§ Exercise aim: Arrange the data below, from its start through the line containing "x=144, y=76", as a two-column CSV with the columns input and output. Each row should hold one input and the answer that follows it, each in a single quoted field with line breaks replaced by spaces, and the pictures should be left out.

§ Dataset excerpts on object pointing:
/---

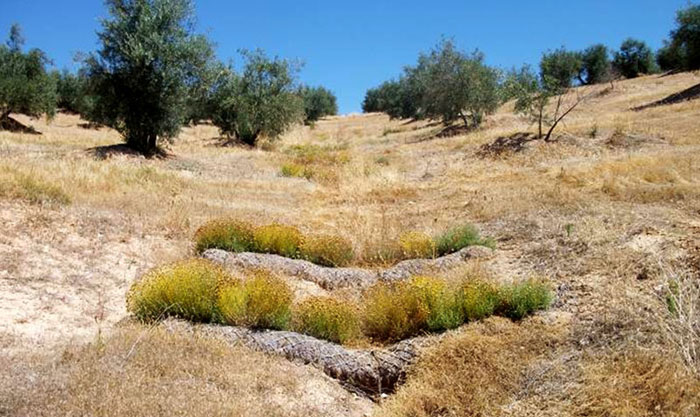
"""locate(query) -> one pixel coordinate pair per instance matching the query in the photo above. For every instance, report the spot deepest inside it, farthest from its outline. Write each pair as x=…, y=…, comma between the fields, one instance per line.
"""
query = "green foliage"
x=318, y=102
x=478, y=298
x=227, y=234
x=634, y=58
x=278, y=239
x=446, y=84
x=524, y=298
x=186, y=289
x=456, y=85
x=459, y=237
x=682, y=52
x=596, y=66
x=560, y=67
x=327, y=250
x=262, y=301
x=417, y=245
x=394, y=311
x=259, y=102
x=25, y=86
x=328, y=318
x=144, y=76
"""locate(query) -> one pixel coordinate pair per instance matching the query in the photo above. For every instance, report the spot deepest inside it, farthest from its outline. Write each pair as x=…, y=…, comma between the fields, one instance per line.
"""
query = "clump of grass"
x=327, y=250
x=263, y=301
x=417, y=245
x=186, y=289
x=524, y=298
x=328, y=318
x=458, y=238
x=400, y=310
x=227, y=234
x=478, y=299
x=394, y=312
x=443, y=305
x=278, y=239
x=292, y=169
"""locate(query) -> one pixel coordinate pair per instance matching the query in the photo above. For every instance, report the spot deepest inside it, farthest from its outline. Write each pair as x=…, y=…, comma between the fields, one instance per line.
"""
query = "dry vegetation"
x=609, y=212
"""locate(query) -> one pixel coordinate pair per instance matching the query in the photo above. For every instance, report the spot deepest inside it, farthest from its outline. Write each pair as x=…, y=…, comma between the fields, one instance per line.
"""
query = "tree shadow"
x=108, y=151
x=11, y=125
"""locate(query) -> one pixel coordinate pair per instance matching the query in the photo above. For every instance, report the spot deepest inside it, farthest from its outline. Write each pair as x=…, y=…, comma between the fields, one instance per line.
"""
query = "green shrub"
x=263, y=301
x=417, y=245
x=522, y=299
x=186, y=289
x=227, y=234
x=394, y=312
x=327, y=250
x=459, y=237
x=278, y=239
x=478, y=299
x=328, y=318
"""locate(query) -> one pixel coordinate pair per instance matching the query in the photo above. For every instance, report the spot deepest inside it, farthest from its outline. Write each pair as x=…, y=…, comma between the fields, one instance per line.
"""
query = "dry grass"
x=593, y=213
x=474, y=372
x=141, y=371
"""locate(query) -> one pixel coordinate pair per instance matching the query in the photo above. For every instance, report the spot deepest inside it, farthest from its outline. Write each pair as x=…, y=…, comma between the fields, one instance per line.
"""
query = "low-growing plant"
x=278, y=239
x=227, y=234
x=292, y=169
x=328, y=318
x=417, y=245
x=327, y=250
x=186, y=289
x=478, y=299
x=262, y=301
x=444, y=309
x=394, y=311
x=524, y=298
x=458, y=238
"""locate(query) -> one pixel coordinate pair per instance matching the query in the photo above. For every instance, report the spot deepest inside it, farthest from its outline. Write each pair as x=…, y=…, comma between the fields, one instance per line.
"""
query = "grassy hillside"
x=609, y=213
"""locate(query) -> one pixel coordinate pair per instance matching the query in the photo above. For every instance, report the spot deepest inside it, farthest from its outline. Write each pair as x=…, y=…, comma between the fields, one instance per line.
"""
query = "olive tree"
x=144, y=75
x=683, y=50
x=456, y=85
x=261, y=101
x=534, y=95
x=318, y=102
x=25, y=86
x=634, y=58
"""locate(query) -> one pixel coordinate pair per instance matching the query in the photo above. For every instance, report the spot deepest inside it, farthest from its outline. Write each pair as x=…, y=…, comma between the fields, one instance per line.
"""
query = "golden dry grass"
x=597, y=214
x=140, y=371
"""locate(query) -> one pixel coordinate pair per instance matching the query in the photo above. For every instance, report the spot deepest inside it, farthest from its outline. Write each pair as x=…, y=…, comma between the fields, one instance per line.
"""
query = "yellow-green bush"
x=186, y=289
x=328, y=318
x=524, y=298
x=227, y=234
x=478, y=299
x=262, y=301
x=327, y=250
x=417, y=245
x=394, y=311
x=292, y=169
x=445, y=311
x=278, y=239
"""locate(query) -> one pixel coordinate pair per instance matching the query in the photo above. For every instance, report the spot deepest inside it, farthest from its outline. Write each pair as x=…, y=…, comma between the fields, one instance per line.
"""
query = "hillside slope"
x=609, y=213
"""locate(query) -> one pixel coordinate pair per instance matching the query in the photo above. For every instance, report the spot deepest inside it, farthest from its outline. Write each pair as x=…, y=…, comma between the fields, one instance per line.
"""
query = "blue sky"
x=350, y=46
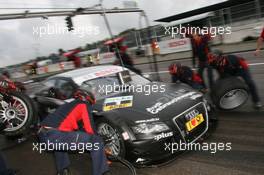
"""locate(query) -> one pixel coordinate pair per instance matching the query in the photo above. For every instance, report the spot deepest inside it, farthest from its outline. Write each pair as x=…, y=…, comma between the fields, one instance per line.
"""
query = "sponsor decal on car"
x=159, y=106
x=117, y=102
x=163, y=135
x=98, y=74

\---

§ Output for this exercise:
input,output
"""""""locate(query) -> one pixel coordinate pair per instance matching the query in the photo above. For every instance, report the spot deepest inside it, farthest from its outline. Write each pair as x=…, y=…, comma between the fields, one instance per line. """""" query = ""green foliage""","x=318, y=102 x=478, y=298 x=227, y=234 x=634, y=58 x=278, y=239 x=446, y=84 x=524, y=298 x=186, y=289 x=456, y=85 x=459, y=237 x=682, y=52 x=596, y=66 x=560, y=67 x=327, y=250 x=262, y=301 x=417, y=245 x=394, y=311 x=259, y=102 x=25, y=86 x=328, y=318 x=144, y=76"